>> BEGIN DATA FOR THIS TASK

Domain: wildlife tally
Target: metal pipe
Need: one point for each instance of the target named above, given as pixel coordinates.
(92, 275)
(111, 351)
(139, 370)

>> END DATA FOR THIS TASK

▶ **WORK INSTRUCTIONS**:
Copy out each of the entries above line for line, with nothing changed.

▶ **ANSWER**:
Domain: wildlife tally
Target: metal pipe
Need: one point for each instance of the target named above, given as pixel coordinates.
(92, 275)
(111, 351)
(139, 370)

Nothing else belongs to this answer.